--- start LISTED RECORDS ---

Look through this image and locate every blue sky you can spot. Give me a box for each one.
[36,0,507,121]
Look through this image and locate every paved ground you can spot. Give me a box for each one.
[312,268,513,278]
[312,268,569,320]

--- end LISTED RECORDS ---

**PROBLEM TO WORK ON:**
Rewrite these records with every "Look through" swapped for "Search", leaving all other text as it is.

**EXERCISE ANSWER:**
Search this image and locate every blue sky you can spot. Give me a box for each one.
[36,0,507,121]
Search this image and locate every paved ground you can spot. Give me a box for each one.
[312,268,513,278]
[312,268,569,320]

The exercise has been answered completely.